## SET EXERCISE 1
Reproduce the portion of the Voting Rights Act text below, beginning with "Sections 2 and" and continuing through "another 25 years.".

======== EXCERPT TO READ ========

Voting Rights Act
The National Voting Rights Act of 1965 authorized, and in some areas required, federal oversight of elections. Many (but not all) of these areas were in the Democratically controlled South. The Act gave the Department of Justice the power to approve or reject any change in a voting law in certain districts where less than 50% of the population were registered to vote in 1964.
Sections 2 and 5 are the most important parts of the Voting Rights Act. Section 2 prohibits racial discrimination in elections nationwide, and is relatively non-controversial. But Section 5 imposes "temporary" restrictions on certain "covered" regions that require those regions (9 states, mostly in the South, are covered in whole, and another 7 states are covered in part) to obtain pre-clearance by the federal government for any changes in election procedures. This "temporary" restriction was intended to last only five years, but has been repeatedly been extended, most recently in 2006 for another 25 years.
Section 4 provides the formula for which jurisdictions are covered by Section 5. Sections 4 and 5 are being challenged in Shelby County v. Holder, to be decided by the U.S. Supreme Court in 2013.
The Act also outlawed literacy tests that once limited the right to vote in some areas to those who could read, as well as so-called "Grandfather Clauses".
The Act was passed by the U.S. Congress over strong opposition within the Democratic Party. President Lyndon Johnson asked Republican Minority Leader Everett Dirksen for help  in breaking the Democratic filibuster. Dirksen spoke on the Senate floor,
|“||The time has come for equality of opportunity in sharing of government, in education, and in employment. It must not be stayed or denied. It is here!||”|
Under Johnson, the Senate had not been able to muster enough votes to cut off a filibuster on a Civil Rights Bill. With Republican support, the final count showed 44 Democrats and 27 Republicans voting to end the filibuster, with 23 Democrats and only 6 Republicans opposed. The formal Senate vote on the bill took place on June 19, 1964. It passed overwhelmingly, 73-27.
The final Senate vote on August 4 was 49 Democrats and 30 Republicans in favor, one Republican and 17 Democrats opposed. Segregationists who voted against the Voting Rights Act were J. William Fulbright , awarded the Presidential Medal of Freedom by Bill Clinton, and Al Gore, Sr., father of Democratic Presidential Nominee Al Gore.

======== RECORDS TO USE ========

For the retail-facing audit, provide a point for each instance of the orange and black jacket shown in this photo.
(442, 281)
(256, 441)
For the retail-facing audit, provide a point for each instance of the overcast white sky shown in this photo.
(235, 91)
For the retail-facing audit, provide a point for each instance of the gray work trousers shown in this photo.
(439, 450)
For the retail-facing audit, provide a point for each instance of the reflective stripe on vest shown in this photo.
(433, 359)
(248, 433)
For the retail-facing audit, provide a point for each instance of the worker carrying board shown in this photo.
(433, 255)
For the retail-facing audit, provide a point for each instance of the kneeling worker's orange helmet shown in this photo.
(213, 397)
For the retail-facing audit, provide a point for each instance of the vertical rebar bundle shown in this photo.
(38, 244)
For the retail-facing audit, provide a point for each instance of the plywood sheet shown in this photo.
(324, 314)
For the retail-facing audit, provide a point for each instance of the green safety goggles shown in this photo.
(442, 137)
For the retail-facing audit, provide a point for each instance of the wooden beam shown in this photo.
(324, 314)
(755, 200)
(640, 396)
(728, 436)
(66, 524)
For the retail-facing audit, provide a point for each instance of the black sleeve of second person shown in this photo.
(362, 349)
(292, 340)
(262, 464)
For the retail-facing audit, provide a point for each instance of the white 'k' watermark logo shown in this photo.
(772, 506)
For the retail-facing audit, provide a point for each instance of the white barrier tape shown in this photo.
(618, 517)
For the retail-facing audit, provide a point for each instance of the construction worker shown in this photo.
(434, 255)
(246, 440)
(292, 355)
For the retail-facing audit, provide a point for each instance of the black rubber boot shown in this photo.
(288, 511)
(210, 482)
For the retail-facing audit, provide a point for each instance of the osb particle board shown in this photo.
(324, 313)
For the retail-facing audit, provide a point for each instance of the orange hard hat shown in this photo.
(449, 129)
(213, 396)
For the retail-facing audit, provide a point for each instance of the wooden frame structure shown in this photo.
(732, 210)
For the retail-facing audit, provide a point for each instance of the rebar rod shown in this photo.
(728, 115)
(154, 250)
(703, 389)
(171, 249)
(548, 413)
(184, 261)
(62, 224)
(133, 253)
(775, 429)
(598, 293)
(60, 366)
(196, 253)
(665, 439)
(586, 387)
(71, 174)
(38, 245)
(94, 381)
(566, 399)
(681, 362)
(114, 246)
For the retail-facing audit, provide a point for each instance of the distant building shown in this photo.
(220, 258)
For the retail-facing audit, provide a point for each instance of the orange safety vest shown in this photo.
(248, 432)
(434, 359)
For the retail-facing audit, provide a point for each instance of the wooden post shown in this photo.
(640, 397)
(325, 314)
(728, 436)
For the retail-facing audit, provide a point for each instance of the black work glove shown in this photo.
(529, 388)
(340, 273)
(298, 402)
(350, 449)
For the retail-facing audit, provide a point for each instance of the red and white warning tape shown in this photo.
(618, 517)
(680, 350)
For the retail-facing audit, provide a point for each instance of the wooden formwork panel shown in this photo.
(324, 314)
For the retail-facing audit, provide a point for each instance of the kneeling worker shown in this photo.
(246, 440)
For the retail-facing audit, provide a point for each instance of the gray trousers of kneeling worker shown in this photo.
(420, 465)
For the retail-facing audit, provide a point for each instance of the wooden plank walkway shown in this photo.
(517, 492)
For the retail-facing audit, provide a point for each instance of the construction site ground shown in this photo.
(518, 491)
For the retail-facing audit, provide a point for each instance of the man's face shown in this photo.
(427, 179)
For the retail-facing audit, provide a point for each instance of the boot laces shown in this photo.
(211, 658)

========

## SET EXERCISE 2
Count the lines in the rows above that contain the string "construction", and state only that number.

## TASK OUTPUT 1
Sections 2 and 5 are the most important parts of the Voting Rights Act. Section 2 prohibits racial discrimination in elections nationwide, and is relatively non-controversial. But Section 5 imposes "temporary" restrictions on certain "covered" regions that require those regions (9 states, mostly in the South, are covered in whole, and another 7 states are covered in part) to obtain pre-clearance by the federal government for any changes in election procedures. This "temporary" restriction was intended to last only five years, but has been repeatedly been extended, most recently in 2006 for another 25 years.

## TASK OUTPUT 2
2